→ Text provided:
··········
Minister Jaitley, delighted to have you. Welcome.

I thought we’d maybe start with some comments you might like to make, in particular maybe around the economy, which is increasingly recognized—some would say maybe the next $10 trillion economy, if you will. Lots of commentary these days around important initiatives, around GST and financial inclusion around Jan Dhan Yojana and Aadhaar, de-monetization, bankruptcy code. How do you see India broadly? And what do you think is sort of most important in light of India recognizing its ultimate full potential?

JAITLEY: Well, I think before we touch the specifics that you’ve mentioned just now with regard to these issues, a few broad points as to what appears to be happening.

KAYE: Sure.

JAITLEY: I think that political democracy in India has, almost after three decades, thrown up a government that has a single-party majority even though it’s a coalition government. So it becomes a much larger majority. And that’s given a lot of political stability, which is required to support important decision-making. I think the second important factor is that in the prime minister you have a political leadership which is decisive, and which has shown that it has the courage and the capacity to take decisions, even difficult decisions.

As far as the economy is concerned, the decisions have been consistently in one direction. Commentators will say, is it only incremental? Are they big decisions, or a lot of decisions? And finally, that debate also faded, that this government is capable of taking big decisions also. And all of them are in one direction.

Two important factors on the political environment. Broadly, the aspirational class in India has become very large. And therefore, to the decision-making of the government there is a popular support. Election results have indicated that. The nature of discussion and public discourse in media indicates that.

Most important decisions, as a result of this pressure of public opinion also, are finally resulting in decisions with larger political support. And to just highlight that question, you mentioned insolvency, the GST. Now, both of these got a unanimous vote in both houses of parliament. And so far, even in the GST Council—we have done bulk of the work—almost every decision has been unanimous; which means every state government, irrespective of the political complexion, finally comes around that consensus. And therefore, there is a greater realization that this could be on account of pressure of public opinion, this could be on account of a genuine desire that this is a correct road map.

And I think what’s also important, seeing the trends globally going on, is that you don’t hear, even when the opening out takes place of the economy—and we’ve taken a large number of steps—you don’t find too many voices of protectionism. That’s not an issue. The idea seems to be to open out, to get larger investment, because there’s also a realization that we’ve experimented in the past the more conservative model and we’ve seen the consequences of that, and we’ve seen the enormous amount of difference which more opening out—greater domestic liberalization and also opening out has brought about. And even today, one of the measures of success of any government is what is your credibility with international investors and how much is the foreign investment that you are able to attract into the economy. So that’s become an important touchstone.

And therefore, my own impression of the Indian economy today is that under the current global environment, certainly the 7 to 8 percent range is the absolute normal that we have. All our economic parameters in terms of fiscal prudence or fiscal deficit, current account deficits, inflation control, I think the figures have been quite encouraging. They’ve never been so good as far as India is concerned.
··········
(Records from a data source)
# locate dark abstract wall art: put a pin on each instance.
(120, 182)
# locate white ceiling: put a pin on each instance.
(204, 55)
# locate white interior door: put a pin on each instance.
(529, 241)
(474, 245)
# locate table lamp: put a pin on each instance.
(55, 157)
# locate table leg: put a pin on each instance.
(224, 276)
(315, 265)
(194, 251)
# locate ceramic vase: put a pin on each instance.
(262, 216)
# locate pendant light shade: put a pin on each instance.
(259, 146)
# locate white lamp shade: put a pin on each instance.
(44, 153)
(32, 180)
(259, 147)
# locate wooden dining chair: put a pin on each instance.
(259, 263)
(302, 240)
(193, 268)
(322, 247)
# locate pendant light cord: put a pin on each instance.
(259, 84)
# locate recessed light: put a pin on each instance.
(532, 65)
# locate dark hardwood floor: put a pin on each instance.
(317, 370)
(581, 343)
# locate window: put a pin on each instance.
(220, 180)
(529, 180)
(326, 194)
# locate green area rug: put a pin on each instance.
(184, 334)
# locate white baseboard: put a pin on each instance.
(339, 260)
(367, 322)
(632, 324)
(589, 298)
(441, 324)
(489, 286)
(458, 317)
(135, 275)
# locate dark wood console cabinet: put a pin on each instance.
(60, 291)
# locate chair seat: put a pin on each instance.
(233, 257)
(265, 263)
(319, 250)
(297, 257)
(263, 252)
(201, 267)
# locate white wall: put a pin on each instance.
··········
→ Aim of the exercise: Carry on the interview with Minister Jaitley about India's economy, picking up right after its final sentence.

→ Result:
And given the impact of several decisions which we are taking, and of one or two challenges that we have on the banking sector particularly—if we are able to overcome them—then I think the net effect of a large number of these changes, including the GST—and if growth starts returning to the world, where there are some initial indications now—I think in those situations, we ae quite capable of improving on our present normal and then creating a new normal. I do believe that at least for the next two decades, India needs this high level of growth if we are to reduce poverty and then cover up a lot of gap that still remains.

KAYE: So you sort of talked about that fundamental sense of macroeconomic stability that India’s achieved, and that ability to take off on that decade or two-decade-long 7 or 8 percent growth rate, and that transformational dynamic. Longer run, what, to you, are the two or three most important issues India has to address for that to be real?

JAITLEY: I’ll come to now of—in the last three years, we’ve taken some decisions which were the low-hanging fruit, which were the obvious ones. And they were easily achievable. You see, to open up the economy more, you needed essentially executive decision. So that was more easily achievable. But there are series of these very obvious decisions taking which was not a great challenge. Then we had to—and some of them had a fundamental impact. For instance, completely eliminating government discretion in resource allocation, going by the market mechanism. Now, this has eliminated corruption altogether. These were quite obvious decisions which I thought were coming.

Then there were decisions which have—certainly which required a lot of political deft handling, even political courage. And I would say—I would put three very important decisions in that category: the de-monetization, the GST, and now completely with each decision we are now increasing the scope of the unique identity number, the Aadhaar as we call it. And I think there is always questions whether there was a political cost involved in this. I think you needed a government with these kind of numbers and leadership in order to implement them.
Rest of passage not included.